- _Work instructions_:
Can you rewrite every record below with "Presence check" swapped for "Visibility check" and everything else left unchanged?

- _Input_:
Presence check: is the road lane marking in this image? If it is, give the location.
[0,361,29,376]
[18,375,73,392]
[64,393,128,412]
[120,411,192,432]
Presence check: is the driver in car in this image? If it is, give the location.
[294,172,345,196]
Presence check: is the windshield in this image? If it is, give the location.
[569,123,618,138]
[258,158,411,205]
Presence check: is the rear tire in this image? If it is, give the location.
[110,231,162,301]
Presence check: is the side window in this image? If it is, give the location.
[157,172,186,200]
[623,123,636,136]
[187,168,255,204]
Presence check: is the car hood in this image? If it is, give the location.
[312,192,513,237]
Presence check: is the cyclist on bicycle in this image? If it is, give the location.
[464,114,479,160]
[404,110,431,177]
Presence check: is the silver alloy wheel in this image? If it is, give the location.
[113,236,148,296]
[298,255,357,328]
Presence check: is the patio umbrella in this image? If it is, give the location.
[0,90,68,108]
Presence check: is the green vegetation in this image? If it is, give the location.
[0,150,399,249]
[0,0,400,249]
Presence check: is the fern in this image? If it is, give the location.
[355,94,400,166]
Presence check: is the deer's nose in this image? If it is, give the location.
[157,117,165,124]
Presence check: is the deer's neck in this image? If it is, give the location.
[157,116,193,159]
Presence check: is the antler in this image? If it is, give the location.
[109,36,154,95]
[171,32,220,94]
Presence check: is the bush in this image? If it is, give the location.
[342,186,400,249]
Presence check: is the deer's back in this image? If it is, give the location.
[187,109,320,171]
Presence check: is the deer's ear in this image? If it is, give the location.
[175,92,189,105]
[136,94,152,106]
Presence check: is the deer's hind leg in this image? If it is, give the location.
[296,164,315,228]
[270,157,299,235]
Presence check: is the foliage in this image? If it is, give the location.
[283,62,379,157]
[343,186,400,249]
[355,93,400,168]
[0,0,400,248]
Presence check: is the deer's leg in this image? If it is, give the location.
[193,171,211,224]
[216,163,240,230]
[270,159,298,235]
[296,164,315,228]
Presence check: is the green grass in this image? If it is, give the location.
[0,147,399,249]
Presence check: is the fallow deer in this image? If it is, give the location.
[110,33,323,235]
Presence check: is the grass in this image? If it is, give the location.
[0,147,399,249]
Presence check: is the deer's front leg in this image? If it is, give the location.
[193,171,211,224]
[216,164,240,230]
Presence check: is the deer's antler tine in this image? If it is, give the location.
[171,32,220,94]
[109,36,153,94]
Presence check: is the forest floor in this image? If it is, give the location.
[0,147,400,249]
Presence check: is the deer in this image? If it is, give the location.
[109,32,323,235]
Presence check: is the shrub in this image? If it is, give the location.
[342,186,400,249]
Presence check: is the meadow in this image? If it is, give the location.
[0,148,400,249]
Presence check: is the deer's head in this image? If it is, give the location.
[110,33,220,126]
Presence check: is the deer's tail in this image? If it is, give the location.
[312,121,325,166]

- _Result of the exercise_:
Visibility check: is the road lane marking in this image? If it is, give the location.
[0,361,29,376]
[18,375,73,392]
[64,393,128,412]
[120,411,192,432]
Visibility check: is the driver in car in this image? If it is, give the location.
[294,172,345,196]
Visibility check: is the windshield in this image? If it is, give the location.
[569,123,618,138]
[258,158,411,205]
Visibility check: is the rear tire in this image? If it is, give the location.
[110,231,162,301]
Visibility check: is the side window in this image? If it is, give the location.
[157,172,186,200]
[623,123,636,136]
[187,168,255,204]
Visibility check: is the car hood in this image? If it is, give the location.
[312,192,513,237]
Visibility check: is the cyclist on bicycle in this image? If it is, give the location.
[464,114,479,160]
[404,110,431,177]
Visibility check: is the silver alloy wheel in this image? If it is, give the location.
[113,236,148,296]
[298,255,357,328]
Visibility check: is the patio umbrella in this image? If it is, give the location.
[0,90,68,108]
Visibility check: is the green vegetation in this image? If it is, give the location.
[0,150,399,249]
[0,0,400,249]
Visibility check: is the fern in this image? If it is, give the location.
[355,94,400,166]
Visibility check: is the deer's nose in this image? If it is, give the location.
[157,117,165,124]
Visibility check: is the deer's neck in this image? If it is, give the location.
[157,116,193,159]
Visibility check: is the antler in this image? If it is, give the location.
[109,36,154,95]
[171,32,220,94]
Visibility check: is the bush in this image? If it is, give the location.
[342,186,400,249]
Visibility check: is the deer's back in this image? If it is, give the location.
[187,109,320,171]
Visibility check: is the deer's ear in this image? If it is, give the location.
[175,92,189,105]
[136,94,152,106]
Visibility check: is the deer's hind leg in this image? If it is, give the location.
[296,164,315,228]
[270,157,299,235]
Visibility check: is the foliage in this image? If it is, give the location.
[283,62,379,157]
[343,186,400,249]
[355,93,400,168]
[0,0,400,248]
Visibility check: is the deer's leg in this image? If it is, give the location.
[193,171,211,224]
[216,163,240,230]
[270,159,298,235]
[296,164,315,228]
Visibility check: is the green grass in this image? If it is, give the location.
[0,147,399,249]
Visibility check: is the fallow deer in this image? If it is, give the location.
[110,33,323,235]
Visibility check: is the grass in this image? If it is, give the location.
[0,147,399,249]
Visibility check: is the deer's front leg in this image? If it is, give the location.
[193,171,211,224]
[216,164,240,230]
Visibility check: is the deer's antler tine in this image? If it is, give the location.
[171,32,220,94]
[109,36,153,94]
Visibility check: is the forest floor in this image? If it is, give the location.
[0,147,400,249]
Visibility check: is the deer in this image? If it is, give the location.
[109,32,323,235]
Visibility check: is the shrub in this image? If it is, give the location.
[342,186,400,249]
Visibility check: is the meadow in this image? If it is, give the location.
[0,148,400,249]
Visibility check: is the deer's head in this image? If it is, give the location.
[110,33,220,126]
Visibility check: is the deer's tail in this image? If it is, give the location.
[312,121,325,166]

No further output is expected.